Nothing but the lines from the one with "# output is" through the end of the records below should be written out, and each must match word for word.
### Input material ###
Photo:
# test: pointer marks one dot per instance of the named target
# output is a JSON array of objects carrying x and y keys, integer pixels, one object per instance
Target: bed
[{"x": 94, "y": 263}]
###
Result —
# output is a JSON array of objects carrying x and y keys, integer pixels, one object per instance
Target: bed
[{"x": 94, "y": 263}]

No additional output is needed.